*** Block opens ***

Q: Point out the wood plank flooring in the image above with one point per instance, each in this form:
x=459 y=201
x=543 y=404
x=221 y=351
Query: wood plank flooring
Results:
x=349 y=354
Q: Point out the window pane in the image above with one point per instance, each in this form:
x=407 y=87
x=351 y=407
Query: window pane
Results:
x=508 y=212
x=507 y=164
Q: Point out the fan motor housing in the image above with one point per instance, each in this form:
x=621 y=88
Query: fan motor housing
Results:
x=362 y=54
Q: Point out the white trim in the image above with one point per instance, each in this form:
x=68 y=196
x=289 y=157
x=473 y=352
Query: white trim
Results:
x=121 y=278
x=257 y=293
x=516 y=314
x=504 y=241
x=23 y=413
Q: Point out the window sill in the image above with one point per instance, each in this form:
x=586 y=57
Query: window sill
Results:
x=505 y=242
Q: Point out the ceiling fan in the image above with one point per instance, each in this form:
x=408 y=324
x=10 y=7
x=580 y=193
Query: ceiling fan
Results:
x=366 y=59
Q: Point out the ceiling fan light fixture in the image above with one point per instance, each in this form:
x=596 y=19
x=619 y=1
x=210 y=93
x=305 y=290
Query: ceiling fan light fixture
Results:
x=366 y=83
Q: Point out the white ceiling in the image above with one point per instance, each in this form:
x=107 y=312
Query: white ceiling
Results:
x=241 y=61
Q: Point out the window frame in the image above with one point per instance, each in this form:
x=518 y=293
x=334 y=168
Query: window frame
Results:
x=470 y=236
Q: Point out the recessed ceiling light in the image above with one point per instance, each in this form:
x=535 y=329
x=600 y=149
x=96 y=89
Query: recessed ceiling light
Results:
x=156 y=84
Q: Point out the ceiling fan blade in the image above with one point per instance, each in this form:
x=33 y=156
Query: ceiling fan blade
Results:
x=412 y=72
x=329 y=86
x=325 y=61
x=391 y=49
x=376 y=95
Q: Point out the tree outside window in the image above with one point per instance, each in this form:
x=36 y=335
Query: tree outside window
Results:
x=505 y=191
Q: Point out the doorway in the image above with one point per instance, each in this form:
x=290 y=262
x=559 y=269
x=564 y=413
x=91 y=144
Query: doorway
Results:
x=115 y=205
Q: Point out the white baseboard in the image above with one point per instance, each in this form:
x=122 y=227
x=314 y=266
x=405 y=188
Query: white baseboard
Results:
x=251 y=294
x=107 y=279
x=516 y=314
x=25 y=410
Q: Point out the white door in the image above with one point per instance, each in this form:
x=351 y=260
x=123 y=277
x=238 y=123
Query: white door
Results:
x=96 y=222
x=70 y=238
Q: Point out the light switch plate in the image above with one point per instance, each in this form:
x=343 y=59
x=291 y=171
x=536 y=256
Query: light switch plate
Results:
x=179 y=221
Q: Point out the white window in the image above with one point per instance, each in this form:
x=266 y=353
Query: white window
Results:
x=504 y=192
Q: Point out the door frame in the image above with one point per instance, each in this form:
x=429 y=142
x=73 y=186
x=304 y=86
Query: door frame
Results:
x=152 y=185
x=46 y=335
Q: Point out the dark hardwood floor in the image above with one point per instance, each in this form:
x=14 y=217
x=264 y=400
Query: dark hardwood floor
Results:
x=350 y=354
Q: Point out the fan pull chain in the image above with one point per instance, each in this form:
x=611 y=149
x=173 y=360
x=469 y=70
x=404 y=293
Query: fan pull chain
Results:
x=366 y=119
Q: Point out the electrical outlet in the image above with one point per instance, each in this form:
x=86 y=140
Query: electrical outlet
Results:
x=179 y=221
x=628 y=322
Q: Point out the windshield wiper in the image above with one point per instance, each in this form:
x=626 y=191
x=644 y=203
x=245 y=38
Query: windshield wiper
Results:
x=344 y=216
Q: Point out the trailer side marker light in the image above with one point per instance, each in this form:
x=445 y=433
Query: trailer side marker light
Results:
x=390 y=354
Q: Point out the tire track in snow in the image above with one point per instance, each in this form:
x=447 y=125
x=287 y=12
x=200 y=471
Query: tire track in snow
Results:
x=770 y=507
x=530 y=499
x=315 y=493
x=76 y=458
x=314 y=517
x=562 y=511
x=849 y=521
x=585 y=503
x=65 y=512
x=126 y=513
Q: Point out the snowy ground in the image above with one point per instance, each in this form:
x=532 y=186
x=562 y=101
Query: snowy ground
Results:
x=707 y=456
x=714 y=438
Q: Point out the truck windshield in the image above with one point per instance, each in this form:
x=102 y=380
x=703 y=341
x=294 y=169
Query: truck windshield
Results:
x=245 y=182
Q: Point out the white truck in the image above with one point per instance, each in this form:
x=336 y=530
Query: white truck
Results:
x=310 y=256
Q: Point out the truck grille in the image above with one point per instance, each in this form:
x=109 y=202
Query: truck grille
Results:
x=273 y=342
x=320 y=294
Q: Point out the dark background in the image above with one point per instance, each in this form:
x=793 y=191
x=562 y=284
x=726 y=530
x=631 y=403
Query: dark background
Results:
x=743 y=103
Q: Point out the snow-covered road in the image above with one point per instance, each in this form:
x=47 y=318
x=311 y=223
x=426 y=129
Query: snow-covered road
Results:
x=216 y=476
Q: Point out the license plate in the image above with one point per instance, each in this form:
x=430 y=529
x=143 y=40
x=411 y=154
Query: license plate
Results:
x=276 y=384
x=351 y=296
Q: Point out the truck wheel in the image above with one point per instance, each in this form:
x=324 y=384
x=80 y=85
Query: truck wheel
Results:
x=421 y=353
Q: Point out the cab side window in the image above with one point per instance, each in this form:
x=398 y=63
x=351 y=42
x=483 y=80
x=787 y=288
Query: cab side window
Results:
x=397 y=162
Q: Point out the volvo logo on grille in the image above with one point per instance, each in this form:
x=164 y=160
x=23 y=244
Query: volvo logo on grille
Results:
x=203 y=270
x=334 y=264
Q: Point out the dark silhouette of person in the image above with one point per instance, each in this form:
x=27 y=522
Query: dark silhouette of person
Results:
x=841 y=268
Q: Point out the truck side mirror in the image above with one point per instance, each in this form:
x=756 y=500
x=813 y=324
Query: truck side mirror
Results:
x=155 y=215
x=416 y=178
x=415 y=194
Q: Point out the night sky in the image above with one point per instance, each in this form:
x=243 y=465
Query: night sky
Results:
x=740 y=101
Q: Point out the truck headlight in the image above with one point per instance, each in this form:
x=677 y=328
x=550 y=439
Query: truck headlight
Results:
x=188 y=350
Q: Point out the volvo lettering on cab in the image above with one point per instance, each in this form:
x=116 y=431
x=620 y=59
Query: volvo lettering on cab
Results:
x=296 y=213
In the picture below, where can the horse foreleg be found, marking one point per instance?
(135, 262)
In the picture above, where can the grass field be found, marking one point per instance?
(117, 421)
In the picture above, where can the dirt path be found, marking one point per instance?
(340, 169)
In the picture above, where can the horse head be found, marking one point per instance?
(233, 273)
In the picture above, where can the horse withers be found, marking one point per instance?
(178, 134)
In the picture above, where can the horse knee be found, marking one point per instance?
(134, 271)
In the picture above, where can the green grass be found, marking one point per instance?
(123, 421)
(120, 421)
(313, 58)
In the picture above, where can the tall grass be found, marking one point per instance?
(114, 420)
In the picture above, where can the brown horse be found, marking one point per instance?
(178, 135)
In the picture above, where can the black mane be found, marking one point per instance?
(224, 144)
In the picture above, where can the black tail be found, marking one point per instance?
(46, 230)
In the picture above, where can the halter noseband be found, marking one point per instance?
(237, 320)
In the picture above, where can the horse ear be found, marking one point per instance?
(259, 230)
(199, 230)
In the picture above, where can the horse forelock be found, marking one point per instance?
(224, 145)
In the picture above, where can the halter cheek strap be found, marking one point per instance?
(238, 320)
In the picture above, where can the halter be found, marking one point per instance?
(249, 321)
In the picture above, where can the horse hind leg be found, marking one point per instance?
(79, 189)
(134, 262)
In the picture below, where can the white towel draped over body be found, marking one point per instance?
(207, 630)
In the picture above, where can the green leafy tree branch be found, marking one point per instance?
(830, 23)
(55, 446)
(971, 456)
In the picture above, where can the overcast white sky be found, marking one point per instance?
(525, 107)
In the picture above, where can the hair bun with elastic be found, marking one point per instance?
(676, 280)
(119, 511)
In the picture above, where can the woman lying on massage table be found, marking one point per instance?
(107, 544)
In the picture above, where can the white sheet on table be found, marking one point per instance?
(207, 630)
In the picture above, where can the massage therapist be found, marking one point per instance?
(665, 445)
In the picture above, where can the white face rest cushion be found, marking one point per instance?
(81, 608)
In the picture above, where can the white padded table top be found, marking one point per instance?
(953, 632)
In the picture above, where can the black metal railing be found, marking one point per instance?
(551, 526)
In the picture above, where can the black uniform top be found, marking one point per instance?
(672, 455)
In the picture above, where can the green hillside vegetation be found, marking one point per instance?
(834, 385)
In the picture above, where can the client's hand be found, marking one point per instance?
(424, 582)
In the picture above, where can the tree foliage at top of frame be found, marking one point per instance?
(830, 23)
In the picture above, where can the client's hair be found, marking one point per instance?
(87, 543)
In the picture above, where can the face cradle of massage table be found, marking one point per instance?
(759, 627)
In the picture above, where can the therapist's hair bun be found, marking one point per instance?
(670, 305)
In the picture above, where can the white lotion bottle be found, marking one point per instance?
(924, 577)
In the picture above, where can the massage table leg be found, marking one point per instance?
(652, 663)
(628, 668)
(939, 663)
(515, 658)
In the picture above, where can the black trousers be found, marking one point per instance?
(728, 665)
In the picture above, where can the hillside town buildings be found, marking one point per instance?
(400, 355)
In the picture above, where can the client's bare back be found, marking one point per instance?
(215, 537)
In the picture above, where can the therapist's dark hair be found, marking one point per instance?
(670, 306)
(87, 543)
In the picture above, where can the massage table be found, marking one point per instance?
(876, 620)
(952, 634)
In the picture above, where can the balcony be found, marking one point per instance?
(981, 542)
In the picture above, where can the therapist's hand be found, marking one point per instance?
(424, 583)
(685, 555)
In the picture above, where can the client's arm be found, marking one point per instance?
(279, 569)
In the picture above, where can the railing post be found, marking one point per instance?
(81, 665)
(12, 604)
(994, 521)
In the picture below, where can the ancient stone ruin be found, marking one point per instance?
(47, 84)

*** Block closes ***

Sift through the entries and copy every line with "person".

Q: Point out the dark silhouette of person in the image above with one point per instance, each in this form:
Query: dark silhouette of person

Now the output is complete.